## START
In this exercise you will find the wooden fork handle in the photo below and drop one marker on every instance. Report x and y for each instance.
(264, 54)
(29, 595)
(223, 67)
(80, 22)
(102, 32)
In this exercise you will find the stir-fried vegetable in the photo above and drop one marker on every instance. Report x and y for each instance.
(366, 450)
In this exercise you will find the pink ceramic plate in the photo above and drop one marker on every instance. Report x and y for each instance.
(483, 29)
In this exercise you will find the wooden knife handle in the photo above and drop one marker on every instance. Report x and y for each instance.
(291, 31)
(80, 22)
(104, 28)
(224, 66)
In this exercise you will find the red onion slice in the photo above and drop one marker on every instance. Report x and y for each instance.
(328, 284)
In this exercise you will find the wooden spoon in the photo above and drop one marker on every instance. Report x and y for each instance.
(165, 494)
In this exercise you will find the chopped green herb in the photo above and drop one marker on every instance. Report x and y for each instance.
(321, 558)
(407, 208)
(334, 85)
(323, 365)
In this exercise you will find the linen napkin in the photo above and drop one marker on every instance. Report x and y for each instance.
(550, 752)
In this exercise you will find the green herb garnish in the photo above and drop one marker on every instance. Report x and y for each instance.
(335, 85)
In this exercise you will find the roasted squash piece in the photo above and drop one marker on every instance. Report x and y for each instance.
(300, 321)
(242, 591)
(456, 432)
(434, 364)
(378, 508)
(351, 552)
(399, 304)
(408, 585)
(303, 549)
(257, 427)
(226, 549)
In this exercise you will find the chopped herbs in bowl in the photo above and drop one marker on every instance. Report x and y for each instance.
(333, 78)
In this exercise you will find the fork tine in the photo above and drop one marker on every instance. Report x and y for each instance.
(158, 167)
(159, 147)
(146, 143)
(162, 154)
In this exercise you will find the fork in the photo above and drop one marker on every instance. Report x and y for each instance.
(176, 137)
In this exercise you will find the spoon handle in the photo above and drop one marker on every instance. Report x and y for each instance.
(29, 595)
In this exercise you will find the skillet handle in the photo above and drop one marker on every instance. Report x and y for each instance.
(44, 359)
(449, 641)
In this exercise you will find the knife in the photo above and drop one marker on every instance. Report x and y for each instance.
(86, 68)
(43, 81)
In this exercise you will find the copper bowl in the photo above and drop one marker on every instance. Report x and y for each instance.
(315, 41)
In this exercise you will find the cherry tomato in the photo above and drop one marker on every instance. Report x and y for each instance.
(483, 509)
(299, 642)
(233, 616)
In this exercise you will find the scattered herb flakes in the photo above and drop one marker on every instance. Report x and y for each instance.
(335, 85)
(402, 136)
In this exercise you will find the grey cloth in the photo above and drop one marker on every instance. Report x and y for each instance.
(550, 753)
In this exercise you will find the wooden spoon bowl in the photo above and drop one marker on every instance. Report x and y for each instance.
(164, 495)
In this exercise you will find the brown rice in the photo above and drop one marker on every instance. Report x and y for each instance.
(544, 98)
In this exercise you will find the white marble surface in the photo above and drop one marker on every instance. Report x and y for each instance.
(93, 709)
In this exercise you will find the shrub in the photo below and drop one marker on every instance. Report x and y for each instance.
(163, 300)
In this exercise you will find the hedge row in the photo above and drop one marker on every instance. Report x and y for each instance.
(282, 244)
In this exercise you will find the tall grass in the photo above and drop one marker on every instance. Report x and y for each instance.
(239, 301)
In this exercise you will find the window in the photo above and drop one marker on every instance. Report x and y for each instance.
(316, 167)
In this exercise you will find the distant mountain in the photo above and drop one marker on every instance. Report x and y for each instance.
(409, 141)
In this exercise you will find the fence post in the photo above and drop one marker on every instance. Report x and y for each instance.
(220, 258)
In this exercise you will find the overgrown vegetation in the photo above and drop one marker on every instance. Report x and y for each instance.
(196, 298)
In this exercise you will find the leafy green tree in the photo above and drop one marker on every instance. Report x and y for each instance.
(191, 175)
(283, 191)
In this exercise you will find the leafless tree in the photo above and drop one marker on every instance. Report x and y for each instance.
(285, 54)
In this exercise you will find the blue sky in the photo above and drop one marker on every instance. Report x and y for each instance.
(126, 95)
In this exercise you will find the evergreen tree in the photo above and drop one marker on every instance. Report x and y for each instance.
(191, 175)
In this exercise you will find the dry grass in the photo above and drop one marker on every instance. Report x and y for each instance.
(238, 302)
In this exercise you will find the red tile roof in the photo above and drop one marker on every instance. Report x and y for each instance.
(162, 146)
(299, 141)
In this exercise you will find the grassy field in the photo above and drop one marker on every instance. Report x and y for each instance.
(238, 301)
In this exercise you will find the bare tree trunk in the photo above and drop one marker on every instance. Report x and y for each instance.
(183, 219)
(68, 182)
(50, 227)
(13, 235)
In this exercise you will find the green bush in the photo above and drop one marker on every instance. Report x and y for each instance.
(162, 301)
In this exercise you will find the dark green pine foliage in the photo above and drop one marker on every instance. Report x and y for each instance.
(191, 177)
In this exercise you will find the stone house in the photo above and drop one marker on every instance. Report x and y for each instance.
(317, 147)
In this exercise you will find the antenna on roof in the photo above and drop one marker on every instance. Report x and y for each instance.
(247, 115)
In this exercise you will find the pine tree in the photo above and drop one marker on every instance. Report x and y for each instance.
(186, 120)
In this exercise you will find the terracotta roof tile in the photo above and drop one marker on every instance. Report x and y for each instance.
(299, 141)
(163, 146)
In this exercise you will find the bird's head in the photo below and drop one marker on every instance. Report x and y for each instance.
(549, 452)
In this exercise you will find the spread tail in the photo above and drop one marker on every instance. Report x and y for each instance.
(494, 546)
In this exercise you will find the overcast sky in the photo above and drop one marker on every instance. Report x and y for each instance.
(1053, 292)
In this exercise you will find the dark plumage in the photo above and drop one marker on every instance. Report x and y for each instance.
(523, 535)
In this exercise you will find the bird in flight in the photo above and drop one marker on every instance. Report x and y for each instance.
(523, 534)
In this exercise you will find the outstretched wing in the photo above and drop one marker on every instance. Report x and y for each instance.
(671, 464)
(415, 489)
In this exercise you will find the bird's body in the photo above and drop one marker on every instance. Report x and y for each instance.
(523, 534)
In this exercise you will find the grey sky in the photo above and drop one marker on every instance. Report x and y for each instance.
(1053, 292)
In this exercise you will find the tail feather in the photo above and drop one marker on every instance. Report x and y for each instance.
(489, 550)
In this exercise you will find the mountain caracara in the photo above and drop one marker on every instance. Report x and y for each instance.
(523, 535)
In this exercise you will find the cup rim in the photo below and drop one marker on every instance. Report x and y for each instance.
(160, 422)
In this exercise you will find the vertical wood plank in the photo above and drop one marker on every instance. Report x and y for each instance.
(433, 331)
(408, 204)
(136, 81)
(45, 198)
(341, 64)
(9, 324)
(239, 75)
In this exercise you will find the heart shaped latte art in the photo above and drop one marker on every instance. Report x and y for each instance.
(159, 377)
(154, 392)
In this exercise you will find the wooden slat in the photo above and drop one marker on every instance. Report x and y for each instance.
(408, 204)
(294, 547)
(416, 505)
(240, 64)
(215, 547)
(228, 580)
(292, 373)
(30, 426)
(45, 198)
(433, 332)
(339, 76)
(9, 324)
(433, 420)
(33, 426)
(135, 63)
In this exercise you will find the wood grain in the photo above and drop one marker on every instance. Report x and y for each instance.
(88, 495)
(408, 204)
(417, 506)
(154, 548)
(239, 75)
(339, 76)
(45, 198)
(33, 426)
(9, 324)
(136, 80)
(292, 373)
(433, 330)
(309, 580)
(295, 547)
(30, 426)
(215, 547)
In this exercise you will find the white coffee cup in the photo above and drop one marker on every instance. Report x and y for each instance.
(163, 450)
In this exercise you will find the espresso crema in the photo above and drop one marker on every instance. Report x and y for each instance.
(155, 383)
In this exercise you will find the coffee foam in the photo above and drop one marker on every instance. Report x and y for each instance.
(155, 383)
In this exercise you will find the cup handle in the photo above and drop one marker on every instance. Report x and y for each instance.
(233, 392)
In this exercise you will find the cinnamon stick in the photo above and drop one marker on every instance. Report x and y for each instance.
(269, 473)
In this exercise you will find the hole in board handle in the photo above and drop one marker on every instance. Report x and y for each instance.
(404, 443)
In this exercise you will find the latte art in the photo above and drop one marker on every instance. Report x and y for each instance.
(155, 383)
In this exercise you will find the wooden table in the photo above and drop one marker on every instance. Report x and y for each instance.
## END
# Task instructions
What are the lines from the one with "In this exercise you will find the wooden slat" through the last line of the records above? Quote them exactly and add nothing.

# Complete output
In this exercise you will find the wooden slat in the photo above and drop one marker on every instance. Report x and y for each instance.
(408, 204)
(294, 547)
(416, 505)
(240, 64)
(215, 547)
(228, 580)
(292, 373)
(30, 426)
(45, 198)
(433, 332)
(339, 76)
(9, 324)
(433, 420)
(33, 426)
(135, 63)
In this exercise you will find the wood grain in the photo above and drop one marker on every instance. Report x and y for each instance.
(88, 495)
(408, 204)
(417, 506)
(154, 548)
(239, 75)
(339, 76)
(45, 198)
(33, 426)
(9, 324)
(136, 80)
(292, 373)
(433, 330)
(309, 580)
(295, 547)
(30, 426)
(215, 547)
In this exercise you will find the white coffee cup in the photo above and drop one marker on every instance. Report x and y for each instance.
(163, 450)
In this exercise you will find the espresso crema in the photo above and drop one marker on every instance. Report x and y for each instance.
(155, 383)
In this exercise you will find the coffee foam in the photo above and drop one marker on every instance. Report x and y for each instance.
(155, 383)
In this exercise you will find the cup handle in the photo above and drop one marker on every instance. Report x and y for each instance.
(233, 392)
In this exercise you will find the cinnamon stick in the photo above and drop one marker on every instance. Report x and y for each instance.
(269, 473)
In this exercise you will find the hole in board handle in the photo above and drop one marker on every instance. Report x and y for each instance.
(404, 443)
In this exercise you will find the latte art in the photo above and drop one marker on every instance. Report x and y for each instance.
(155, 383)
In this exercise you will find the wooden table in the photo above and drop one marker on every instance. Report x and y for each instance.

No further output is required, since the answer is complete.